■ Dataset excerpts ■
════════════════════
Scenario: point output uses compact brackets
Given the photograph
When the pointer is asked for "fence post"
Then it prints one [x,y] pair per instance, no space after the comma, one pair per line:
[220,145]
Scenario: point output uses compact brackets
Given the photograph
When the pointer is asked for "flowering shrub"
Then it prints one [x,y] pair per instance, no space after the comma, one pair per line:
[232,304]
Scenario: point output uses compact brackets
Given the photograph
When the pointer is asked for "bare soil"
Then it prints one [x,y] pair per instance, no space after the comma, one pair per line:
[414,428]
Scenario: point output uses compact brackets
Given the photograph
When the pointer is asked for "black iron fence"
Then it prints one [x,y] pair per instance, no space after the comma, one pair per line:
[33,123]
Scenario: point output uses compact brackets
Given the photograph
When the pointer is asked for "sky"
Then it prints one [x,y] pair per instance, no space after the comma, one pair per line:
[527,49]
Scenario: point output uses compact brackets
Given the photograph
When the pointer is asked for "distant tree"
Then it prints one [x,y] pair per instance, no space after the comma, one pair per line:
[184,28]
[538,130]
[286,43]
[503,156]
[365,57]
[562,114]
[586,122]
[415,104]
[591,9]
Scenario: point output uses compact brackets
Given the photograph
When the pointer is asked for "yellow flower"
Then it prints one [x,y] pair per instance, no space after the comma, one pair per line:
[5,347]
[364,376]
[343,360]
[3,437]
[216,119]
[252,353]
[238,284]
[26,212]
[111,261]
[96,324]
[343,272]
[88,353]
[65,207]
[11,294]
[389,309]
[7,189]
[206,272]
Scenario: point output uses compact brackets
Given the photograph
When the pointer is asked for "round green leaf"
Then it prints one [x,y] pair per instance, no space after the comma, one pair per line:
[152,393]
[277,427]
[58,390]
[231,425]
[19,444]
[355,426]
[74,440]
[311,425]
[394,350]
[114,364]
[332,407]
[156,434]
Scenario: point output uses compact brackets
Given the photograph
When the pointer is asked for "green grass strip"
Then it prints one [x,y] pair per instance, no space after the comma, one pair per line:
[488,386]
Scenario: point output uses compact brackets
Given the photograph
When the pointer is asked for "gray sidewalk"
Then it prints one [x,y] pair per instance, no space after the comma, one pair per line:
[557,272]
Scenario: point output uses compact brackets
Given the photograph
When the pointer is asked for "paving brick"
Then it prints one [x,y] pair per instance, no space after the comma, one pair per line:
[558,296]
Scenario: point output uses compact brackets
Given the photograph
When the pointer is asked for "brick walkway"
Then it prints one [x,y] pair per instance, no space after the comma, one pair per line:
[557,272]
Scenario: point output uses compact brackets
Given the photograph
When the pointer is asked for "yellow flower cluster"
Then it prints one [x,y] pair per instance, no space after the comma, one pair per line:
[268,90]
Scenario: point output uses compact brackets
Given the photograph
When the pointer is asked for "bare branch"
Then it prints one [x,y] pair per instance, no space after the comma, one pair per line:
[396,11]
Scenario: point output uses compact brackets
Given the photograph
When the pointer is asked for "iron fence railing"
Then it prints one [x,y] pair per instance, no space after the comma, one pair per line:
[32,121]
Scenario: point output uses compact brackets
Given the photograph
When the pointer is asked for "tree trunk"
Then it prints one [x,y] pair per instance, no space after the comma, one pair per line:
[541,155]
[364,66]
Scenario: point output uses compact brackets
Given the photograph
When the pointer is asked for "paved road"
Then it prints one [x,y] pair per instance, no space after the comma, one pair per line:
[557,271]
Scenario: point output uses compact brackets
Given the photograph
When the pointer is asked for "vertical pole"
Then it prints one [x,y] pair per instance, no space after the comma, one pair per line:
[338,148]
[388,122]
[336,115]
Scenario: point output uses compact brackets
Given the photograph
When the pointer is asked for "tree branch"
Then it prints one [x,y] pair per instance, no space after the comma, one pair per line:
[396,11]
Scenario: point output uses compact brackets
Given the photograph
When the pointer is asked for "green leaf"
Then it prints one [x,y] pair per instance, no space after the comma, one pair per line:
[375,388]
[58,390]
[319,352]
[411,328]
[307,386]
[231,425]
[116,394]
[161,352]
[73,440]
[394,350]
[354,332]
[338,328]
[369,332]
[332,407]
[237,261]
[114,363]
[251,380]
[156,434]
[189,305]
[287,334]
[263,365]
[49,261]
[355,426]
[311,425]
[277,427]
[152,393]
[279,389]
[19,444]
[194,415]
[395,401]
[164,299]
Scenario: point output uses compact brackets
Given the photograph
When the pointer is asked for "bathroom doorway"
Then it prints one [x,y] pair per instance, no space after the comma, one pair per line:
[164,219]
════════════════════
■ Your objective ■
Every line above that contains the word "branch" should be reported.

■ Answer space ■
When the pointer is asked for "bare branch"
When the pointer is asked for "tree branch"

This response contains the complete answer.